## Work instructions
Retype all of the data exactly as given.

———

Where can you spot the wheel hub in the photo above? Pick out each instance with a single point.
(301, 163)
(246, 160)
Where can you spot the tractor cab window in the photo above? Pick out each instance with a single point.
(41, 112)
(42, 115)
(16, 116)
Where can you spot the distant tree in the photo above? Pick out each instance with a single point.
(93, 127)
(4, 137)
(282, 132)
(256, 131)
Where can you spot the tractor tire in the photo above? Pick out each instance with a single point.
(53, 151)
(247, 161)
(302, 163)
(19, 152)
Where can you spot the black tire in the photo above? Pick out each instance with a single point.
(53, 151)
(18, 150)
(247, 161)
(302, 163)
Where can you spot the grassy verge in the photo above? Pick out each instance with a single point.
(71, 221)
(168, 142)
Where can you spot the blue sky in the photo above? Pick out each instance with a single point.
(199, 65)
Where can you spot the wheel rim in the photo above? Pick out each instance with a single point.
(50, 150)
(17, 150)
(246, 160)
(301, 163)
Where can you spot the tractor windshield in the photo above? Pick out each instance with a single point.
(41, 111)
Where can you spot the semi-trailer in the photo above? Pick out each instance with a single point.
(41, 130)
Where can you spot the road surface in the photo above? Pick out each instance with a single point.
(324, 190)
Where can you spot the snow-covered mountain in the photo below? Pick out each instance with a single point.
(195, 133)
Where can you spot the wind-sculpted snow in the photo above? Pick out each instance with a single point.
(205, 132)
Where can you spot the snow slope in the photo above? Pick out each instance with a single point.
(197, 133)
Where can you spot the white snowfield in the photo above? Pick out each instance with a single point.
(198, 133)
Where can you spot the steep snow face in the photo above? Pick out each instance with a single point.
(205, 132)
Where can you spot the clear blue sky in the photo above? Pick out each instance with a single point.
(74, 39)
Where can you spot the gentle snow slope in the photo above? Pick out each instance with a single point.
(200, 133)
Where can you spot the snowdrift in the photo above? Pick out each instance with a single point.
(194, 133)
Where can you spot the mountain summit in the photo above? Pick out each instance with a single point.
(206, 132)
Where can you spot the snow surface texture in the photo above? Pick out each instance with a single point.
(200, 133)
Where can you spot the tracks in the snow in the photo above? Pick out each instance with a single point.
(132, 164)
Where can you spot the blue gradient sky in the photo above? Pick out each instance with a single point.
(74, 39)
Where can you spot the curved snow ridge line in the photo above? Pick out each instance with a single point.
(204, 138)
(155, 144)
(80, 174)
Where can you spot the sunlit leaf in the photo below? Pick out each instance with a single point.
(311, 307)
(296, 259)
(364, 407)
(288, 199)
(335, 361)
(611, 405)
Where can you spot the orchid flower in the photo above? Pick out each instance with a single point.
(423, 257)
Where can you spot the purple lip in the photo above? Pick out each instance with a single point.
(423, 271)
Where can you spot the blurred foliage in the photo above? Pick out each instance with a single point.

———

## Task solution
Where can you spot the wheel hub in the photo above? Pick out each instance with a single point.
(301, 163)
(246, 160)
Where can you spot the tractor cab window in the photo above? Pick out each instance with a single point.
(41, 112)
(42, 115)
(16, 116)
Where can you spot the distant tree in the photo above? Pick out each instance with a single point.
(93, 127)
(4, 137)
(282, 132)
(256, 131)
Where can you spot the tractor tire in the photo above? Pick out each instance with a single point.
(53, 151)
(247, 161)
(302, 163)
(19, 152)
Where can you spot the black tire in the photo above? Pick out each instance with a single point.
(53, 151)
(18, 150)
(247, 161)
(302, 163)
Where can you spot the grassy verge in the photo above? Pick out each instance with a single point.
(71, 221)
(168, 142)
Where can you spot the blue sky in the photo above? Pick out each instance with a single point.
(199, 65)
Where can you spot the wheel rim in the photo above? Pick out each instance with a single point.
(50, 150)
(17, 150)
(246, 160)
(301, 163)
Where can you spot the tractor windshield in the photo above? Pick out each instance with a single point.
(41, 111)
Where can you spot the semi-trailer in the photo above? Pick out each instance with a single point.
(41, 130)
Where can you spot the road surface in the photo above? Pick out each instance with a single point.
(324, 190)
Where can you spot the snow-covered mountain in the photo below? Pick out each instance with a single point.
(195, 133)
Where can you spot the wind-sculpted snow in the photo above? Pick out each instance with a single point.
(205, 132)
Where can you spot the snow slope in the photo above? Pick out each instance with a single point.
(197, 133)
Where can you spot the white snowfield in the photo above? Pick out each instance with a single point.
(198, 133)
Where can you spot the steep snow face in the photo above? Pick out each instance with a single point.
(205, 132)
Where can you spot the clear blue sky in the photo above? Pick out each instance with a single point.
(74, 39)
Where can you spot the gentle snow slope in the photo above? Pick out each instance with a single point.
(200, 133)
Where can you spot the snowdrift in the photo above? Pick out each instance with a single point.
(194, 133)
Where can you spot the mountain summit in the photo above? Pick out each instance with a single point.
(206, 132)
Where can you spot the snow surface texture in the photo above? Pick out each instance with a single point.
(200, 133)
Where can you spot the tracks in the snow in the photo above? Pick out each instance with a single point.
(132, 164)
Where can you spot the blue gradient sky in the photo above? Pick out each instance with a single point.
(74, 39)
Where can you spot the curved snow ridge line in the photo above? Pick out each instance with a single point.
(204, 138)
(155, 144)
(80, 174)
Where can you spot the sunlit leaf in the photo below? Pick out each instance with a single point.
(311, 307)
(296, 259)
(364, 407)
(288, 199)
(335, 361)
(611, 405)
Where can you spot the orchid flower in the photo above? Pick out each instance with a single point.
(423, 257)
Where can you spot the purple lip in the photo above? Pick out each instance with a single point.
(423, 271)
Where can you spot the blurred foliage in the photo above? Pick out each instance with a single point.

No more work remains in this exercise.